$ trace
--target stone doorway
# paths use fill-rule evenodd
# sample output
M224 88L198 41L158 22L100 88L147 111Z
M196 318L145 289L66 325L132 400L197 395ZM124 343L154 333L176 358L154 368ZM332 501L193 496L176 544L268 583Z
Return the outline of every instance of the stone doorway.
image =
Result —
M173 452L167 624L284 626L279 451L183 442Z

Your objective. Reproduce every row above verbatim, with each character unchanged.

Result of the exercise.
$ trace
--target stone doorway
# paths use fill-rule evenodd
# sample output
M224 88L198 41L158 22L100 88L147 111Z
M196 318L145 289L66 325L132 400L197 395ZM124 343L154 333L176 358L154 368ZM332 501L193 496L176 544L268 583Z
Return the outline of every instance of the stone doorway.
image =
Result —
M173 452L167 624L284 626L279 451L183 442Z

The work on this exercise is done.